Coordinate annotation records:
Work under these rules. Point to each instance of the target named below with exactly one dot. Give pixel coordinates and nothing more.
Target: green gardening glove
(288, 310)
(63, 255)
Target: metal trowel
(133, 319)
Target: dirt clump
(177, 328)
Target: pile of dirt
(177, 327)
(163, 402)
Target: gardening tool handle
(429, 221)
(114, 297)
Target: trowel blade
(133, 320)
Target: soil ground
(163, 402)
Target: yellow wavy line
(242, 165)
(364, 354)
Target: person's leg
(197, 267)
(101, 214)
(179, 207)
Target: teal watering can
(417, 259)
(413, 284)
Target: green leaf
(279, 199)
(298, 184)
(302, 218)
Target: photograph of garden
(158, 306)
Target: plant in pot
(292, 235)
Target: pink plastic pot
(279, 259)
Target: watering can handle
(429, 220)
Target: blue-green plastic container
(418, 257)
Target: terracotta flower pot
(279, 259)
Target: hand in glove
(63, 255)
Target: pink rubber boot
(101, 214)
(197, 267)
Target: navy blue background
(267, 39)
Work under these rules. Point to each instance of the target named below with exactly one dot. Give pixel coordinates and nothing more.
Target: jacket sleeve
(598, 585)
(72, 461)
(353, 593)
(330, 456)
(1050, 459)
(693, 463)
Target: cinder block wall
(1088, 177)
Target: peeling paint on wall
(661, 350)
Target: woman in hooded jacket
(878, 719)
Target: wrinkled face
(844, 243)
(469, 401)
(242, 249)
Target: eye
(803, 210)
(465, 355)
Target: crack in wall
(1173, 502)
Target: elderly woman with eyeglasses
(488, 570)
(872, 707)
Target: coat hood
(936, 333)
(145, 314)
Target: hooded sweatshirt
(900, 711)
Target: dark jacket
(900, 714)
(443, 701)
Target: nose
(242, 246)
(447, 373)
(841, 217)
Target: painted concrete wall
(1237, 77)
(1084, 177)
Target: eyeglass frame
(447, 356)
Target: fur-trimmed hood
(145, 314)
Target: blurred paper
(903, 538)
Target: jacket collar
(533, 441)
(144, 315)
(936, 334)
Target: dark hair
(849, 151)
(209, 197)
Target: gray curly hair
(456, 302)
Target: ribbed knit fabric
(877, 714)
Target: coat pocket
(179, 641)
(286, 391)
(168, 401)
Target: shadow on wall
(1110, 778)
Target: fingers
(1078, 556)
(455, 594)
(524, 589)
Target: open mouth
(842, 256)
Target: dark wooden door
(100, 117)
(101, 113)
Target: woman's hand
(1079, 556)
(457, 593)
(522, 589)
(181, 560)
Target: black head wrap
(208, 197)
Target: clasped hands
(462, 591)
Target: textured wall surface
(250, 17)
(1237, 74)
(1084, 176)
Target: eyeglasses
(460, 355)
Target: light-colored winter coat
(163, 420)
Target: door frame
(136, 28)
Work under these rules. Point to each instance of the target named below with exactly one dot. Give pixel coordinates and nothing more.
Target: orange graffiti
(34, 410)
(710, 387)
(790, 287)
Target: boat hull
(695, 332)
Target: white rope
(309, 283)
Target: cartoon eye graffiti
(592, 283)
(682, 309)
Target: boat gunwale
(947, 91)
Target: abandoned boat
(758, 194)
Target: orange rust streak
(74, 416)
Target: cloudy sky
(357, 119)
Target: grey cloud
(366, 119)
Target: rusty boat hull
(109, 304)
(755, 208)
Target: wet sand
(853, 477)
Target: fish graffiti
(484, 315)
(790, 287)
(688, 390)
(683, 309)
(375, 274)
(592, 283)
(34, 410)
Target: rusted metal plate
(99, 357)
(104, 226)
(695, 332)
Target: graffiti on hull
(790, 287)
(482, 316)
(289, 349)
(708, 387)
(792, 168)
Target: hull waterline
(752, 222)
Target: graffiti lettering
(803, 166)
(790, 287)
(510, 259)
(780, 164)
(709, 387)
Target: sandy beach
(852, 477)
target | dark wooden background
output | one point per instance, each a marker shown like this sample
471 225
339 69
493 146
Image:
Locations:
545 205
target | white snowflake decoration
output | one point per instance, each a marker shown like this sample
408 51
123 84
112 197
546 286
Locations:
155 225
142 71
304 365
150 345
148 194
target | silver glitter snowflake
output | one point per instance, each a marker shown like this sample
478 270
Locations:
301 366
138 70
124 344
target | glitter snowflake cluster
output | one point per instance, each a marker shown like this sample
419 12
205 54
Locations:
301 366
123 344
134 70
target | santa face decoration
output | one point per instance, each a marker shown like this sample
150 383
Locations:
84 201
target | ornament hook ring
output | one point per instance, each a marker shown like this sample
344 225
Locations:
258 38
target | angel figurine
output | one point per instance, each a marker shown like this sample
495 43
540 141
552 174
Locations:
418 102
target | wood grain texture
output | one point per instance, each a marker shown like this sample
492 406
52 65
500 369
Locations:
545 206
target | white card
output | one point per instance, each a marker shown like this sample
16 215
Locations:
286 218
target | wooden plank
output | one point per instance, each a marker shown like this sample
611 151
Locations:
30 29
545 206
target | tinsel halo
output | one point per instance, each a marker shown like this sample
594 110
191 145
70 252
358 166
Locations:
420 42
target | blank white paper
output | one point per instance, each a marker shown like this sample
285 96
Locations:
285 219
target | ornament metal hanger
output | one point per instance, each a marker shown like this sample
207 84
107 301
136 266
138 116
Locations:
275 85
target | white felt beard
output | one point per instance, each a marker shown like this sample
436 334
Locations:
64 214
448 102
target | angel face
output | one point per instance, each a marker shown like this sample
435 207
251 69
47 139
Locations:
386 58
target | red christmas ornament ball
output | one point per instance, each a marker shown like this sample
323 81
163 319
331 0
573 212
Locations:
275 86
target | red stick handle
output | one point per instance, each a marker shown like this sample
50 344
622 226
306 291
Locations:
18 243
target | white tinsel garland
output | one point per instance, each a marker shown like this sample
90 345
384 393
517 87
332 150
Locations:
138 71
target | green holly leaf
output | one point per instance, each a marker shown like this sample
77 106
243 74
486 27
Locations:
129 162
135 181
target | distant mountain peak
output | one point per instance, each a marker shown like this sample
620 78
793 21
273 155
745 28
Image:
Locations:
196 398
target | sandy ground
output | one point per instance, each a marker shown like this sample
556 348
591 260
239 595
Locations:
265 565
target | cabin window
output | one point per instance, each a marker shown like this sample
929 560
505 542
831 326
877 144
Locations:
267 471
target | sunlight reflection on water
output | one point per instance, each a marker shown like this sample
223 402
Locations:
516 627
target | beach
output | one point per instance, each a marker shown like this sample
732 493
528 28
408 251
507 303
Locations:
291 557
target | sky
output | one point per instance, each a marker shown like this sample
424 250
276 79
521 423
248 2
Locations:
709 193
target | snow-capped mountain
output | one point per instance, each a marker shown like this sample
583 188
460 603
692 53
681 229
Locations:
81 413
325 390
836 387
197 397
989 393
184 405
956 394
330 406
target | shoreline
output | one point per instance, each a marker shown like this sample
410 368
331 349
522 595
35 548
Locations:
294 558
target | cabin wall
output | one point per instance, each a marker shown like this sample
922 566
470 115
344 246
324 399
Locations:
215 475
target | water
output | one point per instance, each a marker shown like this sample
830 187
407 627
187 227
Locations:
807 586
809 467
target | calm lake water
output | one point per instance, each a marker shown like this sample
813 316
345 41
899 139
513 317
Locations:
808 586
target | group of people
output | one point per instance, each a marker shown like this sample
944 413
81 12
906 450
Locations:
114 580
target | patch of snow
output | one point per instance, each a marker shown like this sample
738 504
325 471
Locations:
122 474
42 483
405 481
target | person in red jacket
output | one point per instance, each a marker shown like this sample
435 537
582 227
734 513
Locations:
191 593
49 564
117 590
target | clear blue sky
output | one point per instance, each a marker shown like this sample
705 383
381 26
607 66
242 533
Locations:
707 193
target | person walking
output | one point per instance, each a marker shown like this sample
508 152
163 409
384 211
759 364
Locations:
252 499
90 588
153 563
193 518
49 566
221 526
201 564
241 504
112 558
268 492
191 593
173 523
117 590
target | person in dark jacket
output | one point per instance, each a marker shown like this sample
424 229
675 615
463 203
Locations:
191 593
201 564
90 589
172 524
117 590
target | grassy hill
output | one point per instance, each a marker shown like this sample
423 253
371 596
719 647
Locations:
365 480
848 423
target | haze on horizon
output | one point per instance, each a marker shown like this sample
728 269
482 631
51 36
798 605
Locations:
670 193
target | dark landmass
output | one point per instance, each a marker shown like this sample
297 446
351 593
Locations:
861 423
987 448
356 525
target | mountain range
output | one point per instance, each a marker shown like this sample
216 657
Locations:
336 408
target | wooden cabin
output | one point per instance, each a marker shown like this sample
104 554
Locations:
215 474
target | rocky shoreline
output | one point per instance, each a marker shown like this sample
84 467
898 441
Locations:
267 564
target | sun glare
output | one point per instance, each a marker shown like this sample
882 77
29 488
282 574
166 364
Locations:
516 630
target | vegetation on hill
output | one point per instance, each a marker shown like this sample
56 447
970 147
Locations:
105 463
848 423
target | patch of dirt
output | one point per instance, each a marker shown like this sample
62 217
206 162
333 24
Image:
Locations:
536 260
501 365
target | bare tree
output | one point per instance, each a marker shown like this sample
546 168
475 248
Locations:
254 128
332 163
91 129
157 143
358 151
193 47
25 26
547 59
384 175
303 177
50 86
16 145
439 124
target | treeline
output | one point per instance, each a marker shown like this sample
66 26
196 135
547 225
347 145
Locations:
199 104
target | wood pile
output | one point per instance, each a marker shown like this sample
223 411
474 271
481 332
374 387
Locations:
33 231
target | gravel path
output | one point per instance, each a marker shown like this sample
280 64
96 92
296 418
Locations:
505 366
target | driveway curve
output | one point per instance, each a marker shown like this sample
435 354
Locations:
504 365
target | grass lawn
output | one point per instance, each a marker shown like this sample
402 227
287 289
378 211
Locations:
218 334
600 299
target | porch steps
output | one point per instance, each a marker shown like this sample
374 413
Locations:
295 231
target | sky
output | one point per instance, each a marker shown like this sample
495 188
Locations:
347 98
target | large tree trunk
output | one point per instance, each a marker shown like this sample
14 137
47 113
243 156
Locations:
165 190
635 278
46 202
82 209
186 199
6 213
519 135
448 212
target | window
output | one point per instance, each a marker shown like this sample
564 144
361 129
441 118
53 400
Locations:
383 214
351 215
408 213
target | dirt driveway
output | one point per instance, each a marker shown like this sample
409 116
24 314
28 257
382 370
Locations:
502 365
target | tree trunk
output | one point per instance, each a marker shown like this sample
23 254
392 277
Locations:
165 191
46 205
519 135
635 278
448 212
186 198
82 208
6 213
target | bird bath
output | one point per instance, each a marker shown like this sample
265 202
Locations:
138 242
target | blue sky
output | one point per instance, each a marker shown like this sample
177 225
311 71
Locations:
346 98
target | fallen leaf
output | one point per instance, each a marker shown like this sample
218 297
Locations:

■ OBJECTIVE
Your task is to extract the lines running from the one with "target | window" to the end of the material, inclusive, copying each exactly and adding nothing.

■ RESPONSE
target | window
output | one point per instance, each a marker shown like this sample
564 144
361 129
441 118
53 400
Locations:
383 214
351 215
408 213
target | dirt driveway
output | one point per instance, each a marker shown like this sample
409 116
24 314
28 257
382 370
Locations:
502 365
target | tree trunk
output | one point per instance, each a marker shown like this sample
23 254
392 277
Locations:
165 191
46 205
519 135
635 278
448 212
186 198
82 208
6 213
target | bird bath
output | one point per instance, each a marker shown like this sample
265 202
Locations:
138 242
target | blue sky
output | one point per instance, each a marker shown like this sample
177 225
311 71
Locations:
346 98
target | fallen leaf
output | one point per instance, each a marker shown like this sample
218 297
Locations:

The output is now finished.